MATERIAL PROVIDED:
□ □ □

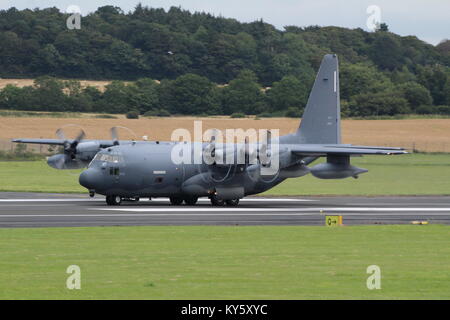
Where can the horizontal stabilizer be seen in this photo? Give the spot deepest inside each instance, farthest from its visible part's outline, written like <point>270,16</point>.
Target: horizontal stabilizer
<point>323,150</point>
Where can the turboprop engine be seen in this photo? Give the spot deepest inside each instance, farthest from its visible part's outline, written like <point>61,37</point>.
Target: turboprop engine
<point>336,167</point>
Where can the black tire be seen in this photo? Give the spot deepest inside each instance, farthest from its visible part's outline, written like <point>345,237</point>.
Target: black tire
<point>191,201</point>
<point>176,201</point>
<point>217,202</point>
<point>232,203</point>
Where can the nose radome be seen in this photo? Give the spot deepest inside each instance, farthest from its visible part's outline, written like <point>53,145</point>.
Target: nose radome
<point>89,179</point>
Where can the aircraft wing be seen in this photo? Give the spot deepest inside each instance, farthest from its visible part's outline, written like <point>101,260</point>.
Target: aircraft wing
<point>60,142</point>
<point>323,150</point>
<point>57,142</point>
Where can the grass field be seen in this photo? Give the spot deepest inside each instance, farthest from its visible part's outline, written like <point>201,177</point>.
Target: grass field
<point>226,262</point>
<point>413,174</point>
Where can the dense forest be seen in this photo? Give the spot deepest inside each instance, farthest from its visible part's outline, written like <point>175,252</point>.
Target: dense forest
<point>211,65</point>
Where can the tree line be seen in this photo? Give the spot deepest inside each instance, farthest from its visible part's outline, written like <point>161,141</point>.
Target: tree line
<point>211,65</point>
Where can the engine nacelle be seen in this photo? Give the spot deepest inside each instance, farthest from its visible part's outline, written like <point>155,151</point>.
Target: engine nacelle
<point>64,162</point>
<point>87,150</point>
<point>336,167</point>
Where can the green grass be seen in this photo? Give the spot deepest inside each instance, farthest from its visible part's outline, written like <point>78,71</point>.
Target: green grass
<point>226,262</point>
<point>414,174</point>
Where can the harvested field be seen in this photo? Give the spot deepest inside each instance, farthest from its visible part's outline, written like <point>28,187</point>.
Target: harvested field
<point>29,82</point>
<point>430,135</point>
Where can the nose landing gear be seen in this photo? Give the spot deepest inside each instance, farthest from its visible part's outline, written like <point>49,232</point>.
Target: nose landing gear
<point>113,200</point>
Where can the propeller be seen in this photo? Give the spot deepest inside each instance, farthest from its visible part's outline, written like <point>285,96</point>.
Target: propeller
<point>115,134</point>
<point>265,149</point>
<point>70,148</point>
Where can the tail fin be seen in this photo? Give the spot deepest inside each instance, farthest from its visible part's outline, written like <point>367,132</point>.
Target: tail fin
<point>321,122</point>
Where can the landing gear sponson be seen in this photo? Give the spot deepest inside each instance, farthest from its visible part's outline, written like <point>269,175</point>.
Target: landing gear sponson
<point>113,200</point>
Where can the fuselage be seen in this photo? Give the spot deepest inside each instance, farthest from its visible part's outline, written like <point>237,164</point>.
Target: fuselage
<point>148,170</point>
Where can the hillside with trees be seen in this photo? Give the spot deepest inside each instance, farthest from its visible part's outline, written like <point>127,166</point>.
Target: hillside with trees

□ □ □

STATED GOAL: Give back all of the lines above word for word, without the picture.

EXERCISE RESULT:
Where can the horizontal stabilizer be seen in this photo? Give the spot deepest inside each instance, farthest from its visible part's outline, written like <point>270,16</point>.
Target: horizontal stabilizer
<point>323,150</point>
Where can the turboprop engine be seen in this photo? Give the spot deepest inside each instance, farthest from its visible part's outline, written like <point>61,37</point>.
Target: turboprop engine
<point>336,167</point>
Where can the black tire be seen in this photo? Give the spot deepest inside each instance, farthest from its visible part's outline, written like <point>345,237</point>.
Target: black tire
<point>191,201</point>
<point>176,201</point>
<point>217,202</point>
<point>232,203</point>
Where can the nose radome be seen in this photo? Give the spot deepest inside each instance, farthest from its visible part's outline, written like <point>53,145</point>.
Target: nose radome
<point>89,179</point>
Where can the aircraft wing be seen in this photo? Give the spot deepest inside each instance, farthest from its visible part's outline, written like <point>101,260</point>.
Target: aircraft wing
<point>60,142</point>
<point>323,150</point>
<point>57,142</point>
Where can the grass field be seen in this photo? Give the spot deepest inside each instance, farthest from its visible part's outline, written like <point>201,177</point>.
Target: grass field
<point>226,262</point>
<point>413,174</point>
Where can the dense forest be seen in this photo? Give the spot deepest inside each instance, farthest from its visible part's outline, written like <point>175,252</point>.
Target: dense forest
<point>211,65</point>
Where can the tree line be seen in this photo? Give the spot deepest inside each instance, farthest from its visible part's outline, written like <point>161,141</point>.
Target: tree line
<point>211,65</point>
Where can the engine nacelle be seen in this photo? Give the spot deepest inside each instance, farthest from its visible part's outline, written like <point>155,151</point>.
Target: engine nacelle
<point>64,162</point>
<point>87,150</point>
<point>336,167</point>
Where can the green grass be seen in this photo? Give the spot deepest inside each instance, farthest from its visible part's outline, written like <point>78,71</point>.
Target: green grass
<point>226,262</point>
<point>414,174</point>
Where can the harvested field be seen in this photo? Give the spot deepest inside each instance, farthest from its visible part's outline, written like <point>28,187</point>.
Target: harvested field
<point>29,82</point>
<point>430,135</point>
Where can the nose landing gear be seen in this photo? Give the spot deepest inside each instance, farthest from its visible part's outline, written like <point>49,232</point>.
Target: nose landing gear
<point>113,200</point>
Where can the propeller be seen in this photo? Give the spot deepest inside each instance, farthest from its visible part's outline, written like <point>285,96</point>.
Target: propeller
<point>115,134</point>
<point>265,149</point>
<point>70,148</point>
Where can the tail fin be seen in this photo? Give the spot deepest inside each instance, farthest from its visible part's outline, written like <point>367,132</point>.
Target: tail fin
<point>321,122</point>
Where can the landing gear sponson be seen in this photo? Give the spot deepest inside each instance, farthest from its visible part's outline, written like <point>269,175</point>.
Target: landing gear sponson
<point>113,200</point>
Where can the fuselage be seen in this photo? Give the spot deepest inside each instance, farthest from its visible part's outline, written like <point>237,164</point>.
Target: fuselage
<point>148,170</point>
Where can the hillside with trees be seen in this photo? Give the spot deepest inside each instance, farthest from its visible part's outline, written like <point>127,166</point>.
Target: hillside with trees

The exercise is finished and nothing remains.